• [Pointing and labeling entries]:
==*==

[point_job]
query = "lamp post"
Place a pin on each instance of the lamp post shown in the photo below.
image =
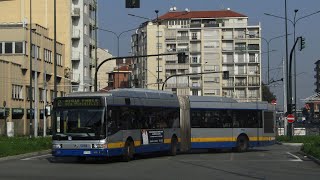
(268, 41)
(118, 47)
(158, 44)
(294, 23)
(55, 60)
(30, 57)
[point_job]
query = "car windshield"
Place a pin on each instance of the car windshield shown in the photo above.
(80, 124)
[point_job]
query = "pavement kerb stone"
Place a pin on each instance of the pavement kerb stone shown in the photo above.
(292, 144)
(21, 156)
(314, 159)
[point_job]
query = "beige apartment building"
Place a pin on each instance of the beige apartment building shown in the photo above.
(75, 29)
(15, 75)
(213, 41)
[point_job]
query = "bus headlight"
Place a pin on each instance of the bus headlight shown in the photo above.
(96, 146)
(56, 146)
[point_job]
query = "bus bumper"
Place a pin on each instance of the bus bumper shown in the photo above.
(87, 152)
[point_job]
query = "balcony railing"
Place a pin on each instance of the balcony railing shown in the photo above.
(76, 34)
(183, 38)
(75, 56)
(76, 12)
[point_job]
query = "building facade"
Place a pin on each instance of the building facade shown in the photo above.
(15, 76)
(75, 26)
(214, 41)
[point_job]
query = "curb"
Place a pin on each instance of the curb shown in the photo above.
(314, 159)
(292, 144)
(21, 156)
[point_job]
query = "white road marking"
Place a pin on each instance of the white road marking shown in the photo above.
(36, 157)
(296, 157)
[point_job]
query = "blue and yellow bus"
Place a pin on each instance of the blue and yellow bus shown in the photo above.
(125, 122)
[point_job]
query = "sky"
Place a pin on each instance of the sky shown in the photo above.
(113, 16)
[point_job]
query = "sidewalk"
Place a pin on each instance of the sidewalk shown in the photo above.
(314, 159)
(21, 156)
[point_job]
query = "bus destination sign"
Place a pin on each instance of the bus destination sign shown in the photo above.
(85, 102)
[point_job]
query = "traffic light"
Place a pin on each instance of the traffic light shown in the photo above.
(302, 43)
(132, 3)
(182, 57)
(225, 75)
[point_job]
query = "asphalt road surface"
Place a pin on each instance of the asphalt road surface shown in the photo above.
(273, 162)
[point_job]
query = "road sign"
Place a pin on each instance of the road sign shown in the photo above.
(290, 118)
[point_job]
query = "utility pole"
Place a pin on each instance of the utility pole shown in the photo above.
(30, 69)
(35, 98)
(158, 44)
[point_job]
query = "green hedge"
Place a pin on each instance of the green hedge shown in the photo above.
(21, 145)
(311, 144)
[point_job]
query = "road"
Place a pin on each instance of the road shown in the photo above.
(273, 162)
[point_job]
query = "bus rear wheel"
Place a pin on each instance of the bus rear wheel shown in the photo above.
(128, 151)
(242, 144)
(173, 147)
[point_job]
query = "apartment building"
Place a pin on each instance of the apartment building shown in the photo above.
(213, 41)
(76, 24)
(15, 75)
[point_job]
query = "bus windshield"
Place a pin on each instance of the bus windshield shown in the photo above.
(80, 124)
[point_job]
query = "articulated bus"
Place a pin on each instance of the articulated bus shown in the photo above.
(125, 122)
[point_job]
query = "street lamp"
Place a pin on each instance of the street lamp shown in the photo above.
(268, 41)
(30, 57)
(118, 48)
(294, 22)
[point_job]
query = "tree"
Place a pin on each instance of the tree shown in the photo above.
(267, 95)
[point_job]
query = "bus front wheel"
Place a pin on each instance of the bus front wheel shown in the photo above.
(128, 151)
(242, 144)
(173, 147)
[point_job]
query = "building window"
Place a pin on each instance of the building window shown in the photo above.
(8, 47)
(85, 71)
(159, 45)
(18, 47)
(159, 33)
(33, 50)
(17, 92)
(195, 92)
(59, 59)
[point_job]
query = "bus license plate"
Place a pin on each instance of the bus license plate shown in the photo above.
(86, 152)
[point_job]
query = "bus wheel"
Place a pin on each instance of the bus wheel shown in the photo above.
(128, 151)
(173, 147)
(242, 144)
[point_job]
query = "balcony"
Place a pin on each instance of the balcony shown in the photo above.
(195, 38)
(182, 49)
(195, 86)
(228, 85)
(75, 78)
(76, 34)
(195, 25)
(76, 13)
(253, 84)
(176, 66)
(183, 38)
(241, 84)
(75, 56)
(240, 48)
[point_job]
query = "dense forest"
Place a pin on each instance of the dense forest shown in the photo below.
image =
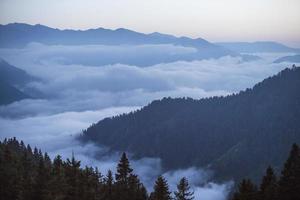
(262, 123)
(27, 173)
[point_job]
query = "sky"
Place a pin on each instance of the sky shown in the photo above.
(214, 20)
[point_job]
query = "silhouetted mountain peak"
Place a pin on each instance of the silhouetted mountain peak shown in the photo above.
(205, 132)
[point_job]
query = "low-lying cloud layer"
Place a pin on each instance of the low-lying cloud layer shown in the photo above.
(79, 91)
(82, 87)
(55, 134)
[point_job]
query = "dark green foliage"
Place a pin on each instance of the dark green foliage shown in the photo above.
(161, 190)
(287, 188)
(269, 186)
(246, 191)
(183, 190)
(261, 123)
(289, 183)
(30, 175)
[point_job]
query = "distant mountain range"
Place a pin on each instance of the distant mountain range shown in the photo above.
(237, 135)
(18, 35)
(289, 59)
(257, 47)
(12, 82)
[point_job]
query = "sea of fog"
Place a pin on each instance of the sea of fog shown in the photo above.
(78, 93)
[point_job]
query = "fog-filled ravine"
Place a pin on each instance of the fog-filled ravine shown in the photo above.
(71, 86)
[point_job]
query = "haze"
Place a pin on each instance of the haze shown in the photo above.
(214, 20)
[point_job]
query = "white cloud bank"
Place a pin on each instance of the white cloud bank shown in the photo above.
(79, 95)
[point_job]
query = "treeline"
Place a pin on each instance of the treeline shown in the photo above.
(29, 174)
(261, 123)
(287, 187)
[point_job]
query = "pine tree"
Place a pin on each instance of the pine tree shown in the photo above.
(108, 186)
(58, 184)
(136, 188)
(268, 187)
(289, 183)
(183, 190)
(72, 170)
(246, 191)
(41, 185)
(122, 178)
(123, 170)
(161, 190)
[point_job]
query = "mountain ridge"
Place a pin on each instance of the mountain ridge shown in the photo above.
(185, 132)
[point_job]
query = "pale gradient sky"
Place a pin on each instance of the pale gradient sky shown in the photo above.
(214, 20)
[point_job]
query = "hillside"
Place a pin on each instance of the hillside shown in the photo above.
(238, 135)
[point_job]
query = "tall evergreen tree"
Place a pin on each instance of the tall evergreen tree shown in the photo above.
(123, 170)
(183, 190)
(269, 186)
(246, 191)
(289, 183)
(122, 178)
(161, 190)
(108, 186)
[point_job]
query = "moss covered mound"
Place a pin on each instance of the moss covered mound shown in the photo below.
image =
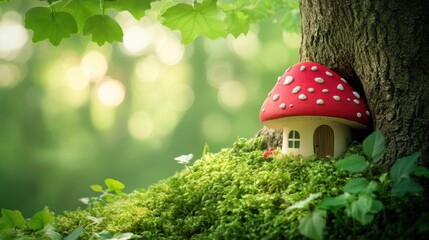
(239, 194)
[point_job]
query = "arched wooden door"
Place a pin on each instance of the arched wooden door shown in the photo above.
(323, 141)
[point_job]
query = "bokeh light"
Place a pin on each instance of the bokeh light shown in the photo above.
(136, 39)
(9, 75)
(111, 93)
(94, 65)
(75, 114)
(141, 125)
(232, 94)
(216, 127)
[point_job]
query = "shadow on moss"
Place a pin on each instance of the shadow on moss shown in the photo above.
(238, 194)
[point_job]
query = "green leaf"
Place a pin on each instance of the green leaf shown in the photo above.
(96, 188)
(137, 8)
(204, 18)
(364, 209)
(404, 167)
(50, 233)
(356, 185)
(12, 218)
(373, 146)
(113, 184)
(103, 29)
(334, 203)
(80, 9)
(48, 25)
(304, 203)
(41, 219)
(421, 172)
(404, 186)
(313, 224)
(75, 234)
(352, 163)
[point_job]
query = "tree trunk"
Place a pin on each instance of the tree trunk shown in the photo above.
(382, 49)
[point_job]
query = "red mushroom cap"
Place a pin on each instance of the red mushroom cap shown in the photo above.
(313, 90)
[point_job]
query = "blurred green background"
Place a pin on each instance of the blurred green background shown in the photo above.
(73, 115)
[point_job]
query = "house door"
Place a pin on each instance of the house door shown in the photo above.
(323, 141)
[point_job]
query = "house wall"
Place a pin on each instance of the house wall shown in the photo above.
(306, 128)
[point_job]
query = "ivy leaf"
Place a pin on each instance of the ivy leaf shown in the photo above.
(12, 218)
(204, 18)
(103, 29)
(80, 9)
(137, 8)
(41, 219)
(313, 224)
(113, 184)
(421, 171)
(352, 163)
(48, 25)
(96, 188)
(75, 234)
(373, 146)
(403, 167)
(358, 185)
(364, 209)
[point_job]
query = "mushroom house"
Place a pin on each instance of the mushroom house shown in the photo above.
(316, 109)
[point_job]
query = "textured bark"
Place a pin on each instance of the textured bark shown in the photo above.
(381, 48)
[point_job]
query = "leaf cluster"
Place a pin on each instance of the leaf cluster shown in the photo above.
(238, 193)
(359, 199)
(13, 224)
(210, 18)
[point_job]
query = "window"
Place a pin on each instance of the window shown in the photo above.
(293, 139)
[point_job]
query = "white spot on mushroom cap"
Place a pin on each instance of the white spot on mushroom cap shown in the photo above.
(296, 89)
(356, 94)
(302, 97)
(288, 80)
(319, 80)
(276, 97)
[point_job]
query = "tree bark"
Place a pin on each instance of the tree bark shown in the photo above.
(382, 48)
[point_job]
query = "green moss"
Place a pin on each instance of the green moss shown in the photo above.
(237, 194)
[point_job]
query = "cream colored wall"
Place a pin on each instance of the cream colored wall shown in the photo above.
(306, 127)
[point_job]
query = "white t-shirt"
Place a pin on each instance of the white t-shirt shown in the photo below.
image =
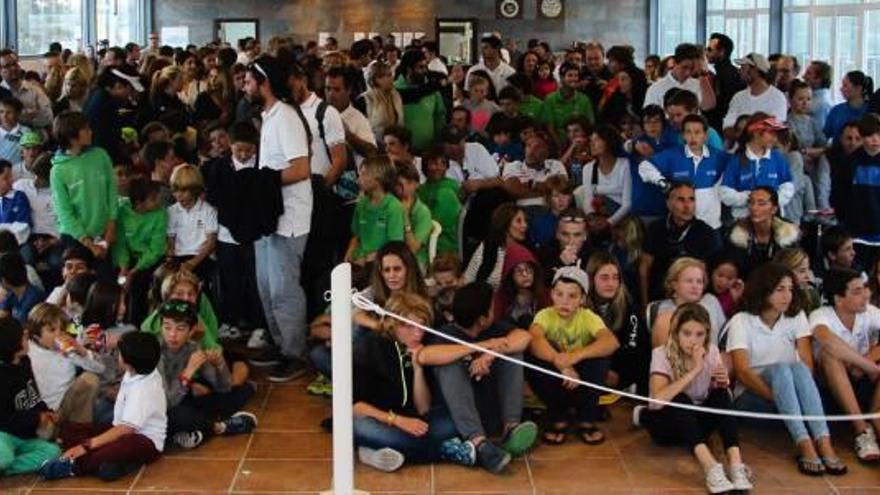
(141, 405)
(43, 216)
(478, 164)
(772, 102)
(865, 332)
(658, 89)
(334, 133)
(528, 174)
(282, 139)
(190, 228)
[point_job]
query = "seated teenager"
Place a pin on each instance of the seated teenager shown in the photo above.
(23, 414)
(394, 422)
(574, 341)
(198, 385)
(847, 353)
(769, 340)
(689, 370)
(464, 376)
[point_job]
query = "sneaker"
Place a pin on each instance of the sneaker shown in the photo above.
(866, 446)
(257, 339)
(188, 439)
(520, 438)
(741, 477)
(637, 415)
(286, 371)
(240, 422)
(716, 480)
(265, 359)
(492, 458)
(321, 386)
(112, 471)
(56, 469)
(463, 453)
(386, 460)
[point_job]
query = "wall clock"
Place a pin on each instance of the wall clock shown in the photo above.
(551, 9)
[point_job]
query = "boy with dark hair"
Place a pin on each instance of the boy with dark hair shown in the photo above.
(83, 187)
(201, 399)
(464, 376)
(23, 414)
(139, 421)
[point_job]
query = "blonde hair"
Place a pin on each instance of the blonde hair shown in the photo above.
(43, 315)
(187, 177)
(674, 353)
(410, 306)
(675, 270)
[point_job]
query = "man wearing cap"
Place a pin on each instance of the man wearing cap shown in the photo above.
(37, 111)
(759, 96)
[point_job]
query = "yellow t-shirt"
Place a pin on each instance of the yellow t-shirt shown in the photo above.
(567, 335)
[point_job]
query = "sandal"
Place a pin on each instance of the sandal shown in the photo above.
(554, 433)
(588, 432)
(810, 467)
(834, 466)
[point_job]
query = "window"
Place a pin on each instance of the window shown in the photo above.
(677, 23)
(40, 22)
(118, 21)
(747, 22)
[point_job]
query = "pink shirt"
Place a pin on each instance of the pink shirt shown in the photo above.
(698, 389)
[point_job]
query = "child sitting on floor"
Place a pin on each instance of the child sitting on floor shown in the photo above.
(201, 399)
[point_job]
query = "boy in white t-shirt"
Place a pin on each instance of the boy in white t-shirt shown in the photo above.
(139, 421)
(847, 352)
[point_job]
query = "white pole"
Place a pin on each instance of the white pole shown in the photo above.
(343, 433)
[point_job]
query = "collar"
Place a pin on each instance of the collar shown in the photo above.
(752, 156)
(690, 154)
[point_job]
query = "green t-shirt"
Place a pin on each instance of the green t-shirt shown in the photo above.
(376, 224)
(557, 110)
(574, 333)
(441, 198)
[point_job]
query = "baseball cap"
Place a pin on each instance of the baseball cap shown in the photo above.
(574, 274)
(756, 60)
(30, 139)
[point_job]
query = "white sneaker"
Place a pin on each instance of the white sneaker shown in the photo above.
(258, 339)
(637, 415)
(866, 446)
(716, 480)
(740, 476)
(387, 459)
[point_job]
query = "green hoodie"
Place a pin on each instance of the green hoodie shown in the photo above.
(84, 192)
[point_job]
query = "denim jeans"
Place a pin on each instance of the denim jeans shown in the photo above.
(504, 384)
(794, 392)
(279, 261)
(374, 434)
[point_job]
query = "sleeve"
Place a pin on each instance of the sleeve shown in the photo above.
(67, 219)
(625, 197)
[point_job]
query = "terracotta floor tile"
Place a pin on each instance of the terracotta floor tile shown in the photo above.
(409, 479)
(283, 445)
(450, 478)
(256, 476)
(175, 474)
(573, 475)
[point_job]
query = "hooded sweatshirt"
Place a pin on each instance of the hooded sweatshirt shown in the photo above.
(84, 192)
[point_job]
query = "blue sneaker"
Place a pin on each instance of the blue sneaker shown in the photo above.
(463, 453)
(56, 469)
(240, 422)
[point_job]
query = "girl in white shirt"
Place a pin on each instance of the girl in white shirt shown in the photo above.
(770, 344)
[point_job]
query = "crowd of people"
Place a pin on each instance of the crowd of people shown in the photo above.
(701, 230)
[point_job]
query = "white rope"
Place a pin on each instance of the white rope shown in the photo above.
(363, 303)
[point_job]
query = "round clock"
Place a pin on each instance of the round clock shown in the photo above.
(509, 8)
(551, 8)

==*==

• [AIM OF THE EXERCISE]:
Display every line in the items above that contains the string "gradient", copying each such line in full.

• [THE COMPLETED TASK]:
query = "pale gradient sky"
Place a pin on each instance of the pale gradient sky shown in the photo above.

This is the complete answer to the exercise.